## TEXT EXCERPT
## Start

Workflows for calculations within the quasi-harmonic approximation.
"""
from __future__ import annotations

import numpy as np

from abipy.tools.serialization import mjson_write
from abipy.dfpt.deformation_utils import generate_deformations
from abipy.flowtk.works import Work, PhononWork
from abipy.flowtk.tasks import RelaxTask
from abipy.flowtk.flows import Flow


class ZsisaFlow(Flow):
"""
Flow for QHA calculations with the VZSISA approach.
.. rubric:: Inheritance Diagram
.. inheritance-diagram:: ZsisaFlow
"""

@classmethod
def from_scf_input(cls, workdir, scf_input, eps, ngqpt, with_becs, with_quad,
edos_ngkpt=None, manager=None) -> ZsisaFlow:
"""
Build a flow for QHA calculations from an |AbinitInput| for GS-SCF calculation.
Args:
workdir: Working directory of the flow.
eps:
scf_input: |AbinitInput| for GS-SCF run used as template to generate the other inputs.
strains_a: List of scaling factors for the a and b lattice vectors.
strains_c: List of scaling factors for the c lattice vectors.
ngqpt: Three integers defining the q-mesh for phonon calculation.
with_becs: Activate calculation of Electric field and Born effective charges.
with_quad: Activate calculation of dynamical quadrupoles. Require `with_becs`
Note that only selected features are compatible with dynamical quadrupoles.
Please consult <https://docs.abinit.org/topics/longwave/>
edos_ngkpt: Three integers defining the the k-sampling for the computation of the
electron DOS with the relaxed structures. Useful for metals or small gap semiconductors
in which the electronic contribution should be included.
None disables the computation of the e-DOS.
manager: |TaskManager| instance. Use default if None.
"""
flow = cls(workdir=workdir, manager=manager)

# optcell = 2: full optimization of cell geometry (
work = ZsisaWork.from_scf_input(scf_input, eps, ngqpt, with_becs, with_quad,
ionmov=2, edos_ngkpt=edos_ngkpt)

flow.register_work(work)
return flow

def finalize(self):
"""
This method is called when the flow is completed.
It performs some basic post-processing of the results to facilitate further analysis.

## End

(Data listing)

## Start

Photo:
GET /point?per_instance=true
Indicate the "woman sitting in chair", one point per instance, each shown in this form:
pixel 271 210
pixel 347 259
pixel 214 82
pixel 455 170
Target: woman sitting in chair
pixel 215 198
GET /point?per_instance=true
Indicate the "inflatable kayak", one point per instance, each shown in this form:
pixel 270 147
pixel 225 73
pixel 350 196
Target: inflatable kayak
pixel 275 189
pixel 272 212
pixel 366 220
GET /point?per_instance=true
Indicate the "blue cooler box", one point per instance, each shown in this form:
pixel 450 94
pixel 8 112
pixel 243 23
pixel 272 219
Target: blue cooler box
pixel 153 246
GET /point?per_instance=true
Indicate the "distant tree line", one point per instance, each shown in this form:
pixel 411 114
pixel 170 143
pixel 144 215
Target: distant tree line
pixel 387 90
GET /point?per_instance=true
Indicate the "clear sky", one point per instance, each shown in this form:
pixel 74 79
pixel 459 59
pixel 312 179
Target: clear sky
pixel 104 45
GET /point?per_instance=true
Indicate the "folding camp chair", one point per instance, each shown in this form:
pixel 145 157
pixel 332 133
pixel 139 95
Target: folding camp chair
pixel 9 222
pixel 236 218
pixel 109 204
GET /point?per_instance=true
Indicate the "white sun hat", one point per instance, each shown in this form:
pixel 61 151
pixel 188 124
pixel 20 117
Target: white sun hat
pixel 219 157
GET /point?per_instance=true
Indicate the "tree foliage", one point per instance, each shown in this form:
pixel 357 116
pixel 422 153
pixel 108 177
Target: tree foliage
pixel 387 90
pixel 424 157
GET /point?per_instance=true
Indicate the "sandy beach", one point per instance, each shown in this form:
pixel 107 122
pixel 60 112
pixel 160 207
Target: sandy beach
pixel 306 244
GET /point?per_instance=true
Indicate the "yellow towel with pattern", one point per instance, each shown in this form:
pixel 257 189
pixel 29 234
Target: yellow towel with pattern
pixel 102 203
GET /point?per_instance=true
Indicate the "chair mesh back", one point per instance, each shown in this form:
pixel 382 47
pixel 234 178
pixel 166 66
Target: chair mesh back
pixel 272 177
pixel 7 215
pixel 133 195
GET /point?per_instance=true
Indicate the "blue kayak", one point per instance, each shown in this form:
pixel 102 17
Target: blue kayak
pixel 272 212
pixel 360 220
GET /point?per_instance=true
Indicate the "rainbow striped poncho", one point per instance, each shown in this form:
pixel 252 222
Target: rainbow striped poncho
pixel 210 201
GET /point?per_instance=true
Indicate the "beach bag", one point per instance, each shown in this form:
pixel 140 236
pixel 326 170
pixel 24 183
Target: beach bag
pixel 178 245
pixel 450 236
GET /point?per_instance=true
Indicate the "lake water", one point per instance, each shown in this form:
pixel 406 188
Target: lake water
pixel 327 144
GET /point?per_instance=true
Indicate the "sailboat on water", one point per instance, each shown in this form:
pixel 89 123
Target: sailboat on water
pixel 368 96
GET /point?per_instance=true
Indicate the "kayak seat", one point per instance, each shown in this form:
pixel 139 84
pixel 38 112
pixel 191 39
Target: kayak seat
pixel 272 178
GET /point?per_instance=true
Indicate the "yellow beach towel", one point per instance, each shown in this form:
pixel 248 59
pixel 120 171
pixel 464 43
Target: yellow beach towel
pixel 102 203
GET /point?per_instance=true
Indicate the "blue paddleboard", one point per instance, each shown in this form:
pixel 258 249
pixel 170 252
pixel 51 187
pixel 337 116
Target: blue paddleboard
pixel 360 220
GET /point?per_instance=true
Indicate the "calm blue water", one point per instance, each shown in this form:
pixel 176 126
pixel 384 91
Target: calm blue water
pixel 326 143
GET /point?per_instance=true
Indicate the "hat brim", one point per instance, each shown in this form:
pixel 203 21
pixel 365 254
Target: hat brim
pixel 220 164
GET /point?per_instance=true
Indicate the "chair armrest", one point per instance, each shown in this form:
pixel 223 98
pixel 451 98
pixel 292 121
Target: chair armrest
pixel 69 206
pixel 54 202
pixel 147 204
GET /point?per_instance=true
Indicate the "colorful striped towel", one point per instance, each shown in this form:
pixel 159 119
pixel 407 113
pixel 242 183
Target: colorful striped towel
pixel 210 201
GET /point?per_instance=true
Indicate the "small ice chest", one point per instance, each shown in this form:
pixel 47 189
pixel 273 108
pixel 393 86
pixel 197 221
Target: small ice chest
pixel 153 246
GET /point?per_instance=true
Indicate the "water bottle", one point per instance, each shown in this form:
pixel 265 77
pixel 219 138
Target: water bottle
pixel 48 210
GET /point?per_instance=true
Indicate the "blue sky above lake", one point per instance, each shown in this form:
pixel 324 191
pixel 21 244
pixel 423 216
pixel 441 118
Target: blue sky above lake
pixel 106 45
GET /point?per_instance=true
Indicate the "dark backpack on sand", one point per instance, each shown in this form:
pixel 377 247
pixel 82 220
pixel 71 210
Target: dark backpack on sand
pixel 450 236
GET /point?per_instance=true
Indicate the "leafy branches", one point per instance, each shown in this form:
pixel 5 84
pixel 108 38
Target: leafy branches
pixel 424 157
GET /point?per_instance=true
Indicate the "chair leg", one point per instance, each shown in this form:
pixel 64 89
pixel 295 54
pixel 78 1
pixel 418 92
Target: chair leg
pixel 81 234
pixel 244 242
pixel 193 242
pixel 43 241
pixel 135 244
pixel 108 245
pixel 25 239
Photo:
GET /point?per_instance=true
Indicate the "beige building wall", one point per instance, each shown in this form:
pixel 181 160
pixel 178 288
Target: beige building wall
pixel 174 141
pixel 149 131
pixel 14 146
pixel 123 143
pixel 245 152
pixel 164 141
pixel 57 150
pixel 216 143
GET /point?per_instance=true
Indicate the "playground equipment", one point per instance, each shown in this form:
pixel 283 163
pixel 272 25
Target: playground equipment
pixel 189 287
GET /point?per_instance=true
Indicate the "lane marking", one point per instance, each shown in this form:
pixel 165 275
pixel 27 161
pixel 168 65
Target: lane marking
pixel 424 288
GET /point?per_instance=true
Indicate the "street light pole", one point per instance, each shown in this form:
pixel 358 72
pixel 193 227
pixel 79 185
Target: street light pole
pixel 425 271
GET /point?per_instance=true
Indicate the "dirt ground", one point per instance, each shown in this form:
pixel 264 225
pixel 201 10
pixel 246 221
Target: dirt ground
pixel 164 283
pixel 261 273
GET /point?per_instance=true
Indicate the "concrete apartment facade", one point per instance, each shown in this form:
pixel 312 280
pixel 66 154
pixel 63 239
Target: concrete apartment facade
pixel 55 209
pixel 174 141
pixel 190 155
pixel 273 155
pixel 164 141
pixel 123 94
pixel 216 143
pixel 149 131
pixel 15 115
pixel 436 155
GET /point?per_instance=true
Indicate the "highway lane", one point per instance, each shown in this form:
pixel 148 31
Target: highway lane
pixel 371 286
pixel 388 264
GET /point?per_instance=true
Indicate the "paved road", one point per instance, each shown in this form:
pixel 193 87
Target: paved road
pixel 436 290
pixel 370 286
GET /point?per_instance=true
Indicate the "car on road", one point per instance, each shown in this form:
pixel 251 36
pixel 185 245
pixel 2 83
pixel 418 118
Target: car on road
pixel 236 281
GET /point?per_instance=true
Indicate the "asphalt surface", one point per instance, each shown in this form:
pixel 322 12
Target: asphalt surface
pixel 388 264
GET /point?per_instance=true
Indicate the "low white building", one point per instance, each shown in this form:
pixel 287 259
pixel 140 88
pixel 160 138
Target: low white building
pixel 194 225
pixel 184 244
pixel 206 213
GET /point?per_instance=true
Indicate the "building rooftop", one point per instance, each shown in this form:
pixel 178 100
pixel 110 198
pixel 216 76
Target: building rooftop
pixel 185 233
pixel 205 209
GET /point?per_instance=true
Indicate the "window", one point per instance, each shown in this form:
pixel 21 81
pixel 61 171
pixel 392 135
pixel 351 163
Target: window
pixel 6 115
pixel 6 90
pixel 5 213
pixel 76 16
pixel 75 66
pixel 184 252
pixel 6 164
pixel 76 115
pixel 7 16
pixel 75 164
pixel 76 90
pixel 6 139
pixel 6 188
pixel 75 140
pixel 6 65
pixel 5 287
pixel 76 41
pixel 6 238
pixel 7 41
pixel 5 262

## End

## DESCRIPTION OF THE TASK
Answer these questions using the QHA workflow code:
1. Which approach does the ZsisaFlow class use for QHA calculations?
2. What happens when edos_ngkpt is set to None?
3. When is the finalize method called?
The material has no connection to the QHA workflow code.

## RESPONSE TO THE TASK
1. The VZSISA approach.
2. The computation of the e-DOS is disabled.
3. When the flow is completed.